> [Items]:
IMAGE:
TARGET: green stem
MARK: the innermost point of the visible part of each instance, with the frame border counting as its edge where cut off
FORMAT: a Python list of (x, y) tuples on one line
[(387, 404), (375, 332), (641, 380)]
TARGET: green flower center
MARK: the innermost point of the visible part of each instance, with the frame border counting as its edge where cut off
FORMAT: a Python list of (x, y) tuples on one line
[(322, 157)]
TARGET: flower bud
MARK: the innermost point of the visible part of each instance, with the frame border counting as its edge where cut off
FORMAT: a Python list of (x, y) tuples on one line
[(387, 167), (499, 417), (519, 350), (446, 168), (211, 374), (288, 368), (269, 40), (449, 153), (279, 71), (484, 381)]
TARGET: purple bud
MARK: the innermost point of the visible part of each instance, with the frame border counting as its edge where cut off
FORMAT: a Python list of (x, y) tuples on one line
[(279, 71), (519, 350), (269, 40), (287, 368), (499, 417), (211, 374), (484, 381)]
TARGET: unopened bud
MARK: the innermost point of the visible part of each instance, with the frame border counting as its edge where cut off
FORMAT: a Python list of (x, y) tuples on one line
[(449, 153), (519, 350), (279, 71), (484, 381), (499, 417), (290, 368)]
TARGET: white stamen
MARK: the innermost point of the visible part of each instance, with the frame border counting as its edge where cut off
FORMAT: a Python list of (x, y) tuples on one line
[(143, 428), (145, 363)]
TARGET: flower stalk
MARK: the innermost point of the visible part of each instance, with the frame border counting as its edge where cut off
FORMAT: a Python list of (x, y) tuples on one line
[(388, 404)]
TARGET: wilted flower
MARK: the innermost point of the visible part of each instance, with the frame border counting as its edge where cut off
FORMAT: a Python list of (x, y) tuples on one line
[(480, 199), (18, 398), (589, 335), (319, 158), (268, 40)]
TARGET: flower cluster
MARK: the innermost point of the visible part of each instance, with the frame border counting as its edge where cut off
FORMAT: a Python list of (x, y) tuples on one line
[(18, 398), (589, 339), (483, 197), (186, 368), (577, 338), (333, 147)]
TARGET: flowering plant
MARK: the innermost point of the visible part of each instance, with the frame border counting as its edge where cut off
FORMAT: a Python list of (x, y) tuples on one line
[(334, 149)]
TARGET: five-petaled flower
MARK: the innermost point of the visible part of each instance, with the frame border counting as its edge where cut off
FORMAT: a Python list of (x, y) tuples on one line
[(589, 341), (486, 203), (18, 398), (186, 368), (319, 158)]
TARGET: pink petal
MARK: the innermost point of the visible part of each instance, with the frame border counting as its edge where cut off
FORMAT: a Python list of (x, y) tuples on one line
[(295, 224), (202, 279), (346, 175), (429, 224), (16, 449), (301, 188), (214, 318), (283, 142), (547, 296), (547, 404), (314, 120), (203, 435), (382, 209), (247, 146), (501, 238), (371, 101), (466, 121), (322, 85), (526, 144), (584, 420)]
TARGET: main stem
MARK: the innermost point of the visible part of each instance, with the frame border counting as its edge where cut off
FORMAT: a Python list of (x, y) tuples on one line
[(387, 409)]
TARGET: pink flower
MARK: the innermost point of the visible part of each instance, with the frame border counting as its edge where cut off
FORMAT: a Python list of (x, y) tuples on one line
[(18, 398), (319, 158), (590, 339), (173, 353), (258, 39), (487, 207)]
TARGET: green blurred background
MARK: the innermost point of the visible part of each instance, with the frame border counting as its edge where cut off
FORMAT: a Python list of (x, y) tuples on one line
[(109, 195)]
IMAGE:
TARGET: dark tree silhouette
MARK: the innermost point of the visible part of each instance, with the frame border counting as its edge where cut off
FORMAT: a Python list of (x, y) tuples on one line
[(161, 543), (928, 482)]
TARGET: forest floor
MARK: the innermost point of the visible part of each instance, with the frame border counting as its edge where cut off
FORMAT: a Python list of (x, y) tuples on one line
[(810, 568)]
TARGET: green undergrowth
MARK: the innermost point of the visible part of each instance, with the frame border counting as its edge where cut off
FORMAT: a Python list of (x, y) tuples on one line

> [What this task involves]:
Render each line of the items above as a JSON list of strings, one string per line, with blank lines left out.

> [Response to this exercise]:
[
  "IMAGE:",
  "TARGET: green stem",
  "MARK: the innermost point of the visible part of each instance, with the frame border counting as its edge where cut off",
  "FORMAT: a Python list of (x, y) tuples on one line",
  "[(387, 404), (375, 332), (641, 380)]",
  "TARGET: green flower center",
  "MARK: the innermost point of the visible part of each instance, with the frame border counting as its edge where cut off",
  "FORMAT: a Python list of (x, y) tuples on one line",
  "[(322, 157)]",
  "TARGET: flower bud",
  "MARK: the innermost point of the visible part of each instance, with the frame border counting as its edge where cut off",
  "FORMAT: a Python list of (x, y) tuples on one line",
  "[(387, 167), (499, 417), (519, 350), (446, 168), (211, 374), (288, 368), (269, 40), (449, 153), (279, 71), (484, 381)]",
  "TARGET: purple bud",
  "MARK: the innermost point of the visible part of each instance, with the frame border counting as its edge where cut off",
  "FORMAT: a Python list of (x, y) tuples on one line",
  "[(279, 71), (519, 350), (269, 40), (287, 368), (499, 417), (211, 374), (484, 381)]",
  "TARGET: unopened bud",
  "MARK: the innermost point of the visible part of each instance, with the frame border counting as its edge where cut off",
  "FORMAT: a Python list of (x, y) tuples on one line",
  "[(449, 153), (519, 350), (279, 71), (484, 381), (499, 417), (290, 368)]",
  "TARGET: white stamen",
  "MARK: the innermost point of the visible part of each instance, with the frame border counting as its edge where cut off",
  "FORMAT: a Python list of (x, y) tuples on one line",
  "[(143, 428), (145, 363)]",
  "TARGET: flower stalk",
  "MARK: the innermost point of the visible part of each instance, with the frame border counting as its edge where cut off",
  "FORMAT: a Python list of (x, y) tuples on one line",
  "[(388, 404)]",
  "TARGET: wilted flower",
  "MARK: the innermost point of the visible part of each instance, with the frame border counting as its edge where cut off",
  "FORMAT: a Python list of (x, y) tuples on one line",
  "[(480, 199), (18, 398), (589, 335), (319, 158), (268, 40)]",
  "TARGET: flower cluster",
  "MARK: the innermost point of the visible part of each instance, with the frame border counting as its edge where cut off",
  "FORMAT: a Python list of (x, y) tuples on one line",
  "[(18, 398), (589, 339), (483, 197), (186, 368), (577, 338), (333, 147)]",
  "TARGET: flowering plant",
  "MARK: the innermost point of the visible part of each instance, with the frame border counting as its edge where cut off",
  "FORMAT: a Python list of (x, y) tuples on one line",
  "[(334, 149)]",
  "TARGET: five-petaled flower",
  "MARK: the innermost point of the visible part of each instance, with the frame border counting as its edge where cut off",
  "FORMAT: a Python list of (x, y) tuples on one line",
  "[(589, 341), (486, 203), (18, 398), (186, 368), (319, 158)]",
  "TARGET: pink petal",
  "MARK: the innermost point of the visible part of each instance, with the frame border counting as its edge where cut off",
  "FORMAT: a Python list of (x, y) tuples on one line",
  "[(295, 224), (202, 279), (346, 175), (429, 224), (16, 449), (301, 188), (214, 318), (283, 142), (547, 296), (547, 404), (314, 120), (203, 435), (382, 209), (247, 146), (501, 238), (371, 101), (466, 121), (322, 85), (526, 144), (584, 420)]",
  "TARGET: main stem",
  "MARK: the innermost point of the visible part of each instance, with the frame border counting as its edge where cut off",
  "FORMAT: a Python list of (x, y) tuples on one line",
  "[(387, 409)]",
  "TARGET: pink flower",
  "MARK: the innermost point of the visible part of each instance, with the frame border counting as its edge where cut off",
  "FORMAT: a Python list of (x, y) tuples on one line",
  "[(18, 398), (319, 158), (590, 339), (173, 353), (258, 39), (487, 207)]",
  "TARGET: green blurred background",
  "MARK: the innermost point of the visible part of each instance, with the frame border counting as its edge where cut off",
  "FORMAT: a Python list of (x, y) tuples on one line",
  "[(109, 195)]",
  "IMAGE:",
  "TARGET: dark tree silhouette",
  "MARK: the innermost point of the visible part of each instance, with the frame border counting as its edge where cut off",
  "FORMAT: a Python list of (x, y) tuples on one line",
  "[(161, 543), (928, 482)]",
  "TARGET: forest floor",
  "MARK: the innermost point of the visible part of each instance, with the frame border counting as its edge where cut off",
  "FORMAT: a Python list of (x, y) tuples on one line",
  "[(810, 568)]",
  "TARGET: green undergrowth",
  "MARK: the innermost point of the visible part of each instance, with the frame border counting as its edge where cut off",
  "FORMAT: a Python list of (x, y) tuples on one line"
]